Source extract:
● ● ● ● ●
Meryl Streep, Dianne Wiest and Candice Bergen on “Let Them All Talk”

What happens when you take a three-time Academy Award-winner, a two-time Academy Award-winner, and a five-time Emmy Award-winner, and put them in a movie together?

Asked to describe their new HBO Max film, “Let Them All Talk,” Meryl Streep said, “It’s about time, regret, friendship, opportunity, and love and money.”

“I would throw in a tiny betrayal,” said Candice Bergen.

And Dianne Diest said, from her point of view, “Very sort of realistic and close to life, with this huge undercurrent of mystery.”

In the movie, which debuts in December, Streep, accompanied by her nephew (played by Lucas Hedges) invites two old college chums to join her on a cruise aboard the Queen Mary 2.

Academy Award-winning director Steven Soderbergh (“Traffic”) cast Streep first.
● ● ● ● ●
Records supplied:

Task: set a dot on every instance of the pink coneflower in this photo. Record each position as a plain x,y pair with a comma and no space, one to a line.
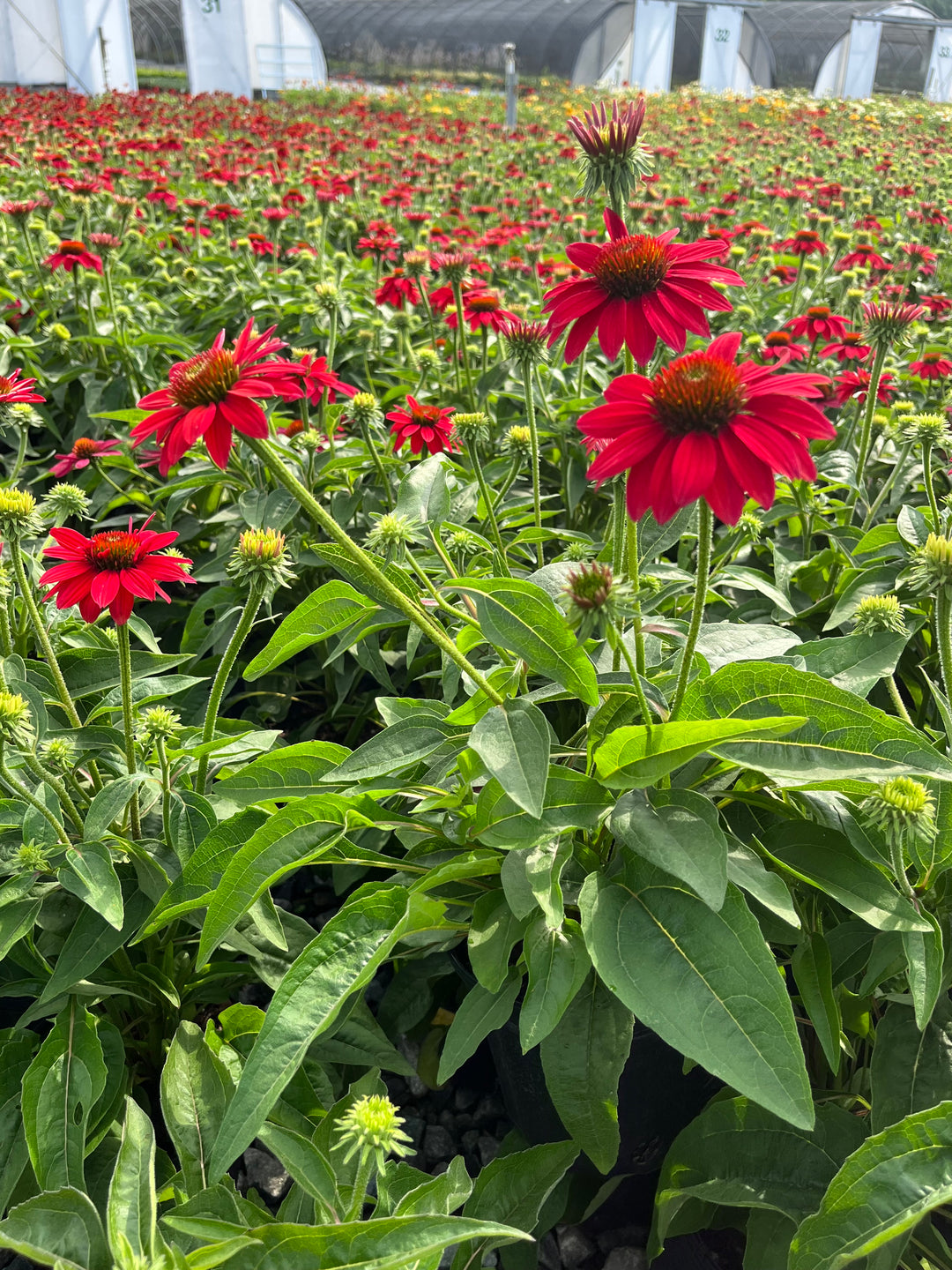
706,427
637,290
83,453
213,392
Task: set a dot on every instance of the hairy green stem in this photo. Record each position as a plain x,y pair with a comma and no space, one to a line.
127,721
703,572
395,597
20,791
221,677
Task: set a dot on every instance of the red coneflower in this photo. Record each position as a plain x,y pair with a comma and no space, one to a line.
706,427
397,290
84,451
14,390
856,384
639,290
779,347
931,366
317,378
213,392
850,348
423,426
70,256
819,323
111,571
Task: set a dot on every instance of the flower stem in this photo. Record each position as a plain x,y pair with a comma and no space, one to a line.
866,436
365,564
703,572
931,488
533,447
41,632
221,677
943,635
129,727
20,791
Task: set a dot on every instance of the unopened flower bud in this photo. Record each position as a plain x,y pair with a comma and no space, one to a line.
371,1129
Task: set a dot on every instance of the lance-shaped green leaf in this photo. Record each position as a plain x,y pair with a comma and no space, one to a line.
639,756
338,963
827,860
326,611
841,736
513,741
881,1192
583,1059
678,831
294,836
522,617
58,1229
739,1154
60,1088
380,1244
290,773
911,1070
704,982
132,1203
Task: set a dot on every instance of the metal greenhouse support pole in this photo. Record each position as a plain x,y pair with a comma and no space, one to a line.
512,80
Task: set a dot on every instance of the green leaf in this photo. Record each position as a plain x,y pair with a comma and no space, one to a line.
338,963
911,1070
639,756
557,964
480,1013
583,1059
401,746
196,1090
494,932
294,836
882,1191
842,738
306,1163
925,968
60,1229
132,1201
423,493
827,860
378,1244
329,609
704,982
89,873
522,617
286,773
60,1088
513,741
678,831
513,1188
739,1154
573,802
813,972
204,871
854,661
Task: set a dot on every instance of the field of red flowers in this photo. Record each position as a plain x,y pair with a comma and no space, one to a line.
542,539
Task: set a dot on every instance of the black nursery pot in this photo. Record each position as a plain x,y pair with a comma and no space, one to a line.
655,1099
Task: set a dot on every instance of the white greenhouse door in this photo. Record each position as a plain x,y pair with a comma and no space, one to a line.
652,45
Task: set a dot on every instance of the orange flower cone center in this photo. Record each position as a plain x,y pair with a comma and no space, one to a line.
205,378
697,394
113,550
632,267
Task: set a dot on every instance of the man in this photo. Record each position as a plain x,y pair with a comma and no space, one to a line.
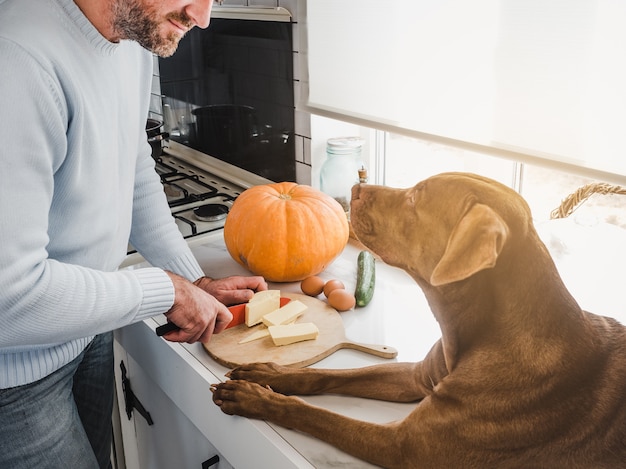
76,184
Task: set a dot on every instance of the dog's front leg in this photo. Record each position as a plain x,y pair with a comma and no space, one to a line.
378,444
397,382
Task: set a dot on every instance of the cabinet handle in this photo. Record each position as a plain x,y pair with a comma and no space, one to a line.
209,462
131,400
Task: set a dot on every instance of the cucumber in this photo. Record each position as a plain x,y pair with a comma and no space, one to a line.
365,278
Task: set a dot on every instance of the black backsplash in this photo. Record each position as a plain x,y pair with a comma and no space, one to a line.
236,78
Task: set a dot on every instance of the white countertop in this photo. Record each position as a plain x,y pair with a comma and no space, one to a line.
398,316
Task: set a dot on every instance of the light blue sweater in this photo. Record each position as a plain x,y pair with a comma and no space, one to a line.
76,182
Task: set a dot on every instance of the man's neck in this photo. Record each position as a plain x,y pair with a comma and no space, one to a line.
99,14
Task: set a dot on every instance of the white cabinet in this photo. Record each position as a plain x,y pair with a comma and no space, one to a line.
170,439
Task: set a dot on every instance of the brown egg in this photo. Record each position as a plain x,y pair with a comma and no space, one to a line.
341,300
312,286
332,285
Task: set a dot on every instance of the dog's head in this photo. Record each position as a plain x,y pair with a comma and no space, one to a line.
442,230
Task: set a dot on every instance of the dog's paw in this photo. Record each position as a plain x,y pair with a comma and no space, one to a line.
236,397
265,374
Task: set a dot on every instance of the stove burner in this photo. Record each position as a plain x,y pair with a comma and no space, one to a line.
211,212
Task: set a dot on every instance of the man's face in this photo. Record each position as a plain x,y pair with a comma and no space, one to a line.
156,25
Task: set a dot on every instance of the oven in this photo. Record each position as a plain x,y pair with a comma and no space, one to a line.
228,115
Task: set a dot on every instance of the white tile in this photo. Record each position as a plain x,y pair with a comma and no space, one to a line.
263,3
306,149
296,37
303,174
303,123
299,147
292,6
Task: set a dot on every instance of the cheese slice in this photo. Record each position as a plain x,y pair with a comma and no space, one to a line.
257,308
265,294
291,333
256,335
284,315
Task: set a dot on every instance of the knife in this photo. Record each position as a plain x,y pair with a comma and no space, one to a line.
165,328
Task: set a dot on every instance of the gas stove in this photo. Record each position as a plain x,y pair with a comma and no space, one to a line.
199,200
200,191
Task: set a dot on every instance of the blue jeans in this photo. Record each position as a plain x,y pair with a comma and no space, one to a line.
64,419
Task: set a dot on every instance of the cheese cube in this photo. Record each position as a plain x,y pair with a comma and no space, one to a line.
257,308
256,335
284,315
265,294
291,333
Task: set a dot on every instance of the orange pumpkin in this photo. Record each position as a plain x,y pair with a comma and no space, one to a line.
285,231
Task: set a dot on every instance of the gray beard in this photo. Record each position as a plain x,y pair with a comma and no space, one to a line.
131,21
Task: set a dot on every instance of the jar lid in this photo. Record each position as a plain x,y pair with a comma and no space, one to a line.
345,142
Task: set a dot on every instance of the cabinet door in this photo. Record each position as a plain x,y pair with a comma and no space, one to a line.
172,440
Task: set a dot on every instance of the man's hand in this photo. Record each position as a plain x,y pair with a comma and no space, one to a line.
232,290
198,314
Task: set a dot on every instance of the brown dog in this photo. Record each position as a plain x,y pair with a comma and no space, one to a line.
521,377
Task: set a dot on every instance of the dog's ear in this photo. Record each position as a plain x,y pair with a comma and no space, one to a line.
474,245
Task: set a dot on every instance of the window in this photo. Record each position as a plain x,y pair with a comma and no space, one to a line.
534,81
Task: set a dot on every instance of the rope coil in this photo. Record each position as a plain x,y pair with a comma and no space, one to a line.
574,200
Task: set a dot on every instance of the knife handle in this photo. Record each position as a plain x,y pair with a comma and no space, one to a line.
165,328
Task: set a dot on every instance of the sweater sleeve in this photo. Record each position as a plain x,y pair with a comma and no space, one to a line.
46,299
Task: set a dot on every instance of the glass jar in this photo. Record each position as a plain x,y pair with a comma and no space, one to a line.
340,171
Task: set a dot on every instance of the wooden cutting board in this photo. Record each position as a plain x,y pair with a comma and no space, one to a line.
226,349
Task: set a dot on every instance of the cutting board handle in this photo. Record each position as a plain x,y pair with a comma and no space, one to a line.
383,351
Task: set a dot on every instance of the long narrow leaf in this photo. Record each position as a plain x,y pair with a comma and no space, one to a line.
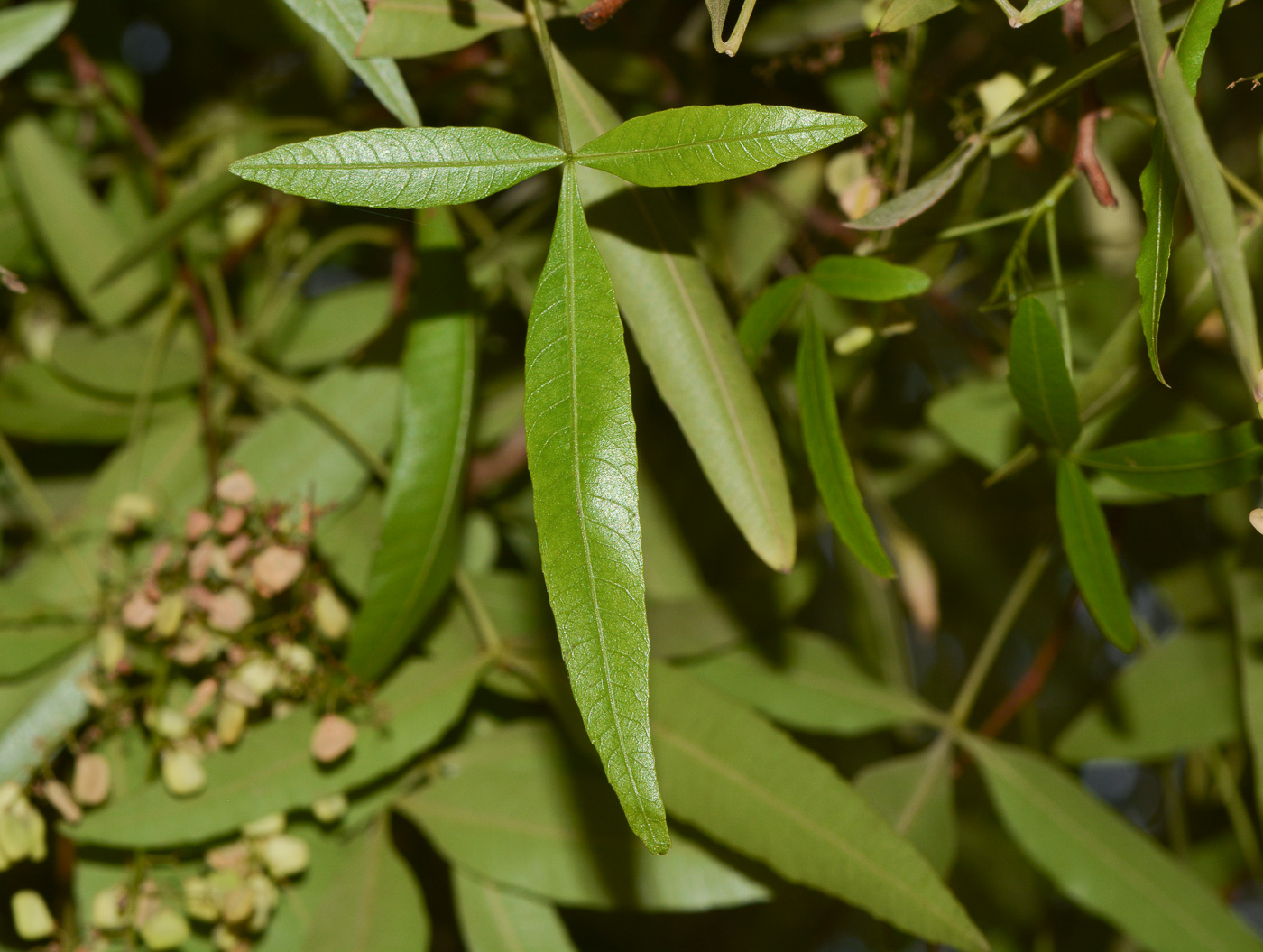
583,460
● ● ● ● ●
Brief 1: Update the stretch of the article on "Let Them All Talk" from "What happens when" through "a movie together?", replacing "movie" with "film".
Brief 2: Shift the stretch of entries from the line containing "Task: set a dot on every instance of the long" through the end of the entries by adding 120 to every coordinate in the answers. Give those lines again with the requests included, and leave the picture out.

Written response 1:
What happens when you take a three-time Academy Award-winner, a two-time Academy Award-winner, and a five-time Emmy Award-winner, and put them in a film together?

Written response 2:
Task: set a dot on every instance of the long narrow leaf in this photo. Record each position as a plain x,y pair with a comma and no space, one to a line.
703,580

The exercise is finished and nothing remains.